(Excerpts from point annotation data)
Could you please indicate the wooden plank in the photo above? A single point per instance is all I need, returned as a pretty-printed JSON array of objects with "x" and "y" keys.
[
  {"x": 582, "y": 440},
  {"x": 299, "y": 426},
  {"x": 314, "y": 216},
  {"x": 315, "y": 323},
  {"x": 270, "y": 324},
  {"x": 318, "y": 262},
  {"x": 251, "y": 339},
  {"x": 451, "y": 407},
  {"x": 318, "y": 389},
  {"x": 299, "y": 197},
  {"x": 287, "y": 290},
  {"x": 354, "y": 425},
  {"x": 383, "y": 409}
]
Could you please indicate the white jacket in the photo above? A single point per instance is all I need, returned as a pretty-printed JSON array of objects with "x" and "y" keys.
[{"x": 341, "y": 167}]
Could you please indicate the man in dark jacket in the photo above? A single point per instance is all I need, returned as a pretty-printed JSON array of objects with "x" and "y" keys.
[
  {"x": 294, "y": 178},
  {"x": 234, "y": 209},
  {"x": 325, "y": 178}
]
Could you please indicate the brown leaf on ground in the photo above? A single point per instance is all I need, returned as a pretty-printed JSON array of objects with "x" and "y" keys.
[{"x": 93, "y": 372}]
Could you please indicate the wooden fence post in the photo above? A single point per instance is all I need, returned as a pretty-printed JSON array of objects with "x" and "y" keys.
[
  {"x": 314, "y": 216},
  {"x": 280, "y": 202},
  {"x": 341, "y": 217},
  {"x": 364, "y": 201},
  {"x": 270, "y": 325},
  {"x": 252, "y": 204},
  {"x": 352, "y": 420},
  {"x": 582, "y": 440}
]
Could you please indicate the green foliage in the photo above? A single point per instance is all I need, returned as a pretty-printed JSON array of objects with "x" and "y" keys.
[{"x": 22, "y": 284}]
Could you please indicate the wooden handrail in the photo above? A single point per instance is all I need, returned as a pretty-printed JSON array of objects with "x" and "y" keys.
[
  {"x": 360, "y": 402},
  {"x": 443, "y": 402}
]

• _Your goal_:
Reproduce every line of the data above verbatim.

• _Correct output_:
Could you please indicate the wooden plank in the photo above? A single point per instance is all I need, returned as a pretty-printed JSON array of objects with "x" and "y" keys.
[
  {"x": 582, "y": 440},
  {"x": 299, "y": 426},
  {"x": 314, "y": 216},
  {"x": 315, "y": 323},
  {"x": 270, "y": 324},
  {"x": 318, "y": 262},
  {"x": 251, "y": 339},
  {"x": 451, "y": 407},
  {"x": 318, "y": 389},
  {"x": 299, "y": 197},
  {"x": 287, "y": 290},
  {"x": 354, "y": 425},
  {"x": 383, "y": 409}
]
Could you please indicate the white jacket in the photo above? A single point per instance is all I need, returned as a pretty-printed JSON array of objects with "x" and "y" keys.
[{"x": 341, "y": 167}]
Could you please indicate the man in dark jacket in the photo above? A single point per instance is all I need, returned as a pretty-printed JSON array of objects with "x" and "y" keys.
[
  {"x": 294, "y": 178},
  {"x": 234, "y": 209},
  {"x": 325, "y": 178}
]
Could you please indicate the brown leaf on ground in the photo above? A single point per instance is all I need, returned as a pretty-printed JSON array of objects with "x" and "y" keys.
[{"x": 93, "y": 372}]
Could you please indicate the wooden fence post in the photo above? A single point per instance is all I need, returned as a pretty-printed JSON array of objects with "x" and "y" keys.
[
  {"x": 314, "y": 216},
  {"x": 280, "y": 202},
  {"x": 341, "y": 217},
  {"x": 364, "y": 201},
  {"x": 270, "y": 325},
  {"x": 252, "y": 204},
  {"x": 352, "y": 420},
  {"x": 582, "y": 440}
]
Could you please indicate the green foliage in the photo above? A single point per instance is all I need, returned as a pretty-printed JSON array of objects with "x" and "y" keys.
[{"x": 22, "y": 284}]
Could you please indicate the wooden handrail in the photo above? A single point per instance is all I need, returned as a pretty-printed JSON array of objects with "x" and "y" keys.
[
  {"x": 360, "y": 402},
  {"x": 443, "y": 402}
]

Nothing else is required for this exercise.